Wear a vest or a jacket on the outside of the waders, put on your hat or cap. Put the last few items into the car and lock it. Grab the rod and you are now ready to approach the water.
Walk the walk
And by the way: if the trip to the water goes through a wood, brushes or similar obstacles, don't be tempted to carry the rod with the tip pointing backwards. While this will work fine in an open field and may save your rod from breaking if you fall, it will only have one result in connection with bushes and small trees: your line and rod will get caught, and in mysterious ways get tangled into twigs, thorns and leaves in a way and a height that will have you fumbling in the most shameful manner for several minutes while your buddies reach the water and occupy the best spots.
Pointing the rod forwards will enable you to guide it safely between branches and bushes and have you come out on the other side quickly and safely.
Before the first cast
Once you are in the water, the way to get your fly out is greatly helped by the way it was set before you left for the water.
Leave the fly in the guide. Keep the rod tip down. Lift the leader off the reel, so that a bit of fly line and the leader now hangs into the water. And here's the trick: firmly tap the rod with your hand over the first stripping guide. This will wiggle the rod, and very likely disengage the fly, neatly dropping it into the water. Strip a few feet of line off the reel, lift the rod and make a couple of sideways "casts", working out line. As soon as you have a few feet of fly line out, you leave that on the water, and strip off a suitable length of fly line. Do this rapidly and swiftly, letting the reel's ratchet tell everybody around you that you intend to cast most of the line out in your first cast. You won't of course, but the noise and brisk stripping will make other anglers think so.
Make a roll cast to stretch the line if you are in the salt or in stillwater, and start casting.
Now, fishing follows, but we won't cover that here. We may return to the art of looking like you know what you are doing when fishing, but unfortunately such appalling things as casting and catching fish have a great influence there. If you can't cast worth anything and never catch a fish, some people actually have the nerve to think that you don't know what you're doing!
Moving to a new spot
So your next important point on the agenda is reversing the process: breaking down the gear, getting out of the garments and getting ready to leave.

DATA ENTRIES:
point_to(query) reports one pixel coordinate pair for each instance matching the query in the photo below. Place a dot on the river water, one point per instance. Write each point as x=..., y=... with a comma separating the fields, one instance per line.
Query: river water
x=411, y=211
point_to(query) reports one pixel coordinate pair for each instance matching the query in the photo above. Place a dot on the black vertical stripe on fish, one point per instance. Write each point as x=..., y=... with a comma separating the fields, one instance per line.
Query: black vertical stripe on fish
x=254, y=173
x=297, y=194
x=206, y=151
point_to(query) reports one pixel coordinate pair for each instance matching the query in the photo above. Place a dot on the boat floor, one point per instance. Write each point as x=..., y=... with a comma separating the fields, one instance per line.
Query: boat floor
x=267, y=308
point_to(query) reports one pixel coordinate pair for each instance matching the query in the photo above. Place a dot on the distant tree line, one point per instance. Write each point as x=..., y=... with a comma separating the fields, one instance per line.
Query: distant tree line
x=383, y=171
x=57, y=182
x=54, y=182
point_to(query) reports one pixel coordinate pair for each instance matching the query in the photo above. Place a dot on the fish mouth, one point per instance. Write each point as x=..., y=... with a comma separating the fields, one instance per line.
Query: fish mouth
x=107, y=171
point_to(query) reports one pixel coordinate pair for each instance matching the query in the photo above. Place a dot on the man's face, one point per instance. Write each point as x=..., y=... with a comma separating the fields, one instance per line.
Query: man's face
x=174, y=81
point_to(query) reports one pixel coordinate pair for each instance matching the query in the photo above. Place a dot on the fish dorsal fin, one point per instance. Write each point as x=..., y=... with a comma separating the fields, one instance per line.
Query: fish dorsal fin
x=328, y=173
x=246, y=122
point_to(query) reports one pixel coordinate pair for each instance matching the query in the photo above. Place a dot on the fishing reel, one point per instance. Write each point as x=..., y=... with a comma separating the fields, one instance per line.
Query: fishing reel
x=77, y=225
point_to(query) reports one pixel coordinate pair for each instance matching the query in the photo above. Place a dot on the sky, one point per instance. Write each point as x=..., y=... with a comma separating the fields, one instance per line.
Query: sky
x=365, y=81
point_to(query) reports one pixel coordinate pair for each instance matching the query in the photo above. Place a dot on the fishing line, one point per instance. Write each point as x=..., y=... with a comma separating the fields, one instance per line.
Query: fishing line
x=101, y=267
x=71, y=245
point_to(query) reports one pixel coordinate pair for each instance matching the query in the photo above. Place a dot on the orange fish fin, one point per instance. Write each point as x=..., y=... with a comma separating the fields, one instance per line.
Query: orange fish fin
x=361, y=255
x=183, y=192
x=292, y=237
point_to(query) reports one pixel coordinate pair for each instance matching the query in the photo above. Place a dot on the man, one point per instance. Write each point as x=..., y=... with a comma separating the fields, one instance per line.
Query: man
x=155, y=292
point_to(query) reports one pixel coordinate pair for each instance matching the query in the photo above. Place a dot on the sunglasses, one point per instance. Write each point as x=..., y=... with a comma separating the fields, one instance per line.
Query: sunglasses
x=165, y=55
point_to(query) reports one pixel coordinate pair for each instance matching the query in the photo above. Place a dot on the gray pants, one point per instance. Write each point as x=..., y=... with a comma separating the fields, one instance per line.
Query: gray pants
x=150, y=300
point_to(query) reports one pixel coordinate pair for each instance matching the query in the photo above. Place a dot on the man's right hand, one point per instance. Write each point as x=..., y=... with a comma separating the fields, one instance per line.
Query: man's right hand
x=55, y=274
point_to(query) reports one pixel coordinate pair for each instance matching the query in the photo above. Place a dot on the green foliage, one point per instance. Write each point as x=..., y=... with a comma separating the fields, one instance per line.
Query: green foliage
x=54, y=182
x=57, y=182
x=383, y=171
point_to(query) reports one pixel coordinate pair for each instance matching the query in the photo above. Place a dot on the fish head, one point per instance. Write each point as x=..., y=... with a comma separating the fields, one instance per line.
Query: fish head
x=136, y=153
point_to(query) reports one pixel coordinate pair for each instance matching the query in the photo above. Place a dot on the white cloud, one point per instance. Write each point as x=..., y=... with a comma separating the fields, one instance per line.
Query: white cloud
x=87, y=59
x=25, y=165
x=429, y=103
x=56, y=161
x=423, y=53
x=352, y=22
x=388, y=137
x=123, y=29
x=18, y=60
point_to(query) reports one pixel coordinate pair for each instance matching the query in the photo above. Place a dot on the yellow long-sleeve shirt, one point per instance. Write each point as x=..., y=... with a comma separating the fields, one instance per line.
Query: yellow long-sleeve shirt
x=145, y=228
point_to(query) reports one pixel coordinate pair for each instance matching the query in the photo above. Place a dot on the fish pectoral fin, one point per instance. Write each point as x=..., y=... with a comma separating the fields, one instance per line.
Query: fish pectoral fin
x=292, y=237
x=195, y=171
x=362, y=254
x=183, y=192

EXERCISE BRIEF: In the fly fishing text, which direction should the rod tip point when walking to the water through woods or bushes?

SOLUTION TO THE PROBLEM: Forwards.